• [Problems to solve]:
1. Answer these questions from the article on consciousness after death:
(a) Which university are the scientists who observed revived patients from?
(b) At what moment is death marked, according to the article?
(c) According to Dr Sam Parnia, what can slow the death of brain cells?
2. Extend the article on consciousness after death with a few more paragraphs that pick up right after its final sentence.

• [Quoted passage]:
--- START ---
You will know when you’re dead. Then what?

According to a groundbreaking study, a person’s mind and consciousness continues to work for a short period of time after death. Does that mean they know when they are dead? Spooky stuff, eh? Read on to know what else the terrifying study says.

Everyone has thought about death at some point or other and wondered what happens when they die. Researchers have been studying this phenomenon for a while and seem to have come close to some pretty scary and mind-boggling answers. Scientists from New York University have been observing patients who have died and then have been brought back to life.

It is a real-life straight-line scenario where a patient who is pronounced clinically dead is recovered and brought back to the side of the living. It turns out that death is marked at a time when a person’s heart stops beating. However, that does not necessarily mean that the brain is dead or done.

This team has observed and documented cases across the US and Europe and has reached some pretty disturbing conclusions. The brain starts to die almost immediately after the heart stops pumping but people often remain somewhat conscious.

According to Dr Sam Parnia, the brain cells start to die within seconds and only CPR (cardiopulmonary resuscitation) can slow it down. Stories from patients who have been brought back suggest that the brain continues to work for a brief and limited time after a person’s heartbeat stops. Studies have shown that a surge in brain activity can happen during the time of death.
--- END ---
• [Extracted material]:
--- START ---
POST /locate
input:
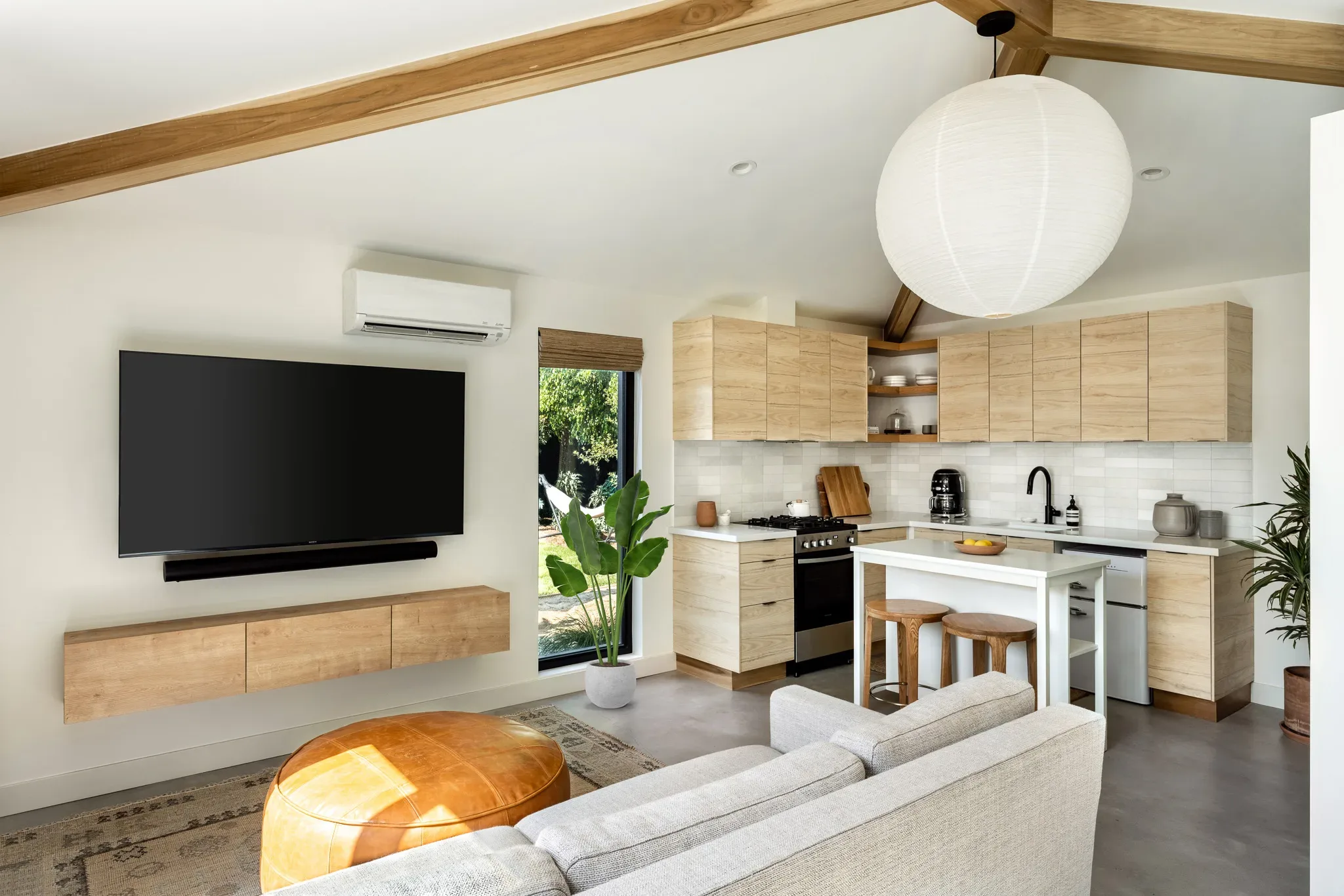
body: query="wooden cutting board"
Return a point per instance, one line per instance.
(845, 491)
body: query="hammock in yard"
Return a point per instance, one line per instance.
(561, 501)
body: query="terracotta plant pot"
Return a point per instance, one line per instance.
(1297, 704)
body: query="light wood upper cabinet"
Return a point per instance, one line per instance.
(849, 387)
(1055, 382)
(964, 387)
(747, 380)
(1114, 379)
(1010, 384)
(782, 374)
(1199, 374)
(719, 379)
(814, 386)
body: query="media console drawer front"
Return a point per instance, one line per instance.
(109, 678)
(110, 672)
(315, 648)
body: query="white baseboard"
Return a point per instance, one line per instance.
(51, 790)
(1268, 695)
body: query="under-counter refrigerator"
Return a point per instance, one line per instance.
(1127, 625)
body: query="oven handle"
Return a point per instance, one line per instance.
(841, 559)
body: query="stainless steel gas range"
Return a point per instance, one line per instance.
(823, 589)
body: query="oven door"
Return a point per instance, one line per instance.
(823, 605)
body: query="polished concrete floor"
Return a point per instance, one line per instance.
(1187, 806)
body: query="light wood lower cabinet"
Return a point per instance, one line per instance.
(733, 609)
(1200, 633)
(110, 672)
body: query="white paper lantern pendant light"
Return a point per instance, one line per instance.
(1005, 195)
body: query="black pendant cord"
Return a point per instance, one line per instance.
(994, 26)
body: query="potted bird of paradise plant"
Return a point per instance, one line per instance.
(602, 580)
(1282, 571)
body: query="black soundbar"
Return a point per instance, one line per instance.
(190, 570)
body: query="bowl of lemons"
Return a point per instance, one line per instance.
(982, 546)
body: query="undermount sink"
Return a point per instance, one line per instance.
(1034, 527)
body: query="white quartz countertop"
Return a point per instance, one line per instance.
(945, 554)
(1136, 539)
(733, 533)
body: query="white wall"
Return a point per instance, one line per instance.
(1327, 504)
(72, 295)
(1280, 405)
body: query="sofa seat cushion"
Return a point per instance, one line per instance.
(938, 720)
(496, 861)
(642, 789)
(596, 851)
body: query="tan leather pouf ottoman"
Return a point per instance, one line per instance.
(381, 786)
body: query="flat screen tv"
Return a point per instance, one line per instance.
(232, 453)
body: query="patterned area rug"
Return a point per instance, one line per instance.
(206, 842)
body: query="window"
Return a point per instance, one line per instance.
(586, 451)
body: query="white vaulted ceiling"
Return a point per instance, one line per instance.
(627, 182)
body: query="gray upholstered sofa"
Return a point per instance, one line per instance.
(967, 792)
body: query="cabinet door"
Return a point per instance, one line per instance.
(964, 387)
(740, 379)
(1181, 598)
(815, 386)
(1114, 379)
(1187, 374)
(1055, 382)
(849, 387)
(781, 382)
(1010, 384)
--- END ---
• [Answers by item number]:
1.
(a) New York University.
(b) When a person's heart stops beating.
(c) CPR (cardiopulmonary resuscitation).

2.
 

What is bizarre about this phenomenon is the fact that the patients who were successfully resuscitated could provide faint details about what was happening in the room while they were termed ‘clinically dead’.

Dr. Parnia said, “They’ll describe watching doctors and nurses working; they’ll describe having awareness of full conversations, of visual things that were going on, that would otherwise not be known to them.” He also added that the staff could verify the details of the patient.

Parnia and his team of experts are still unsure as to why this phenomenon happens but it seems to have given them some direction for further experiments and studies.

“They become more altruistic, more engaged with helping others. They find a new meaning to life having had an encounter with death,” said Dr. Parnia, adding that this was one of the most similar experiences and attitude shared by such patients.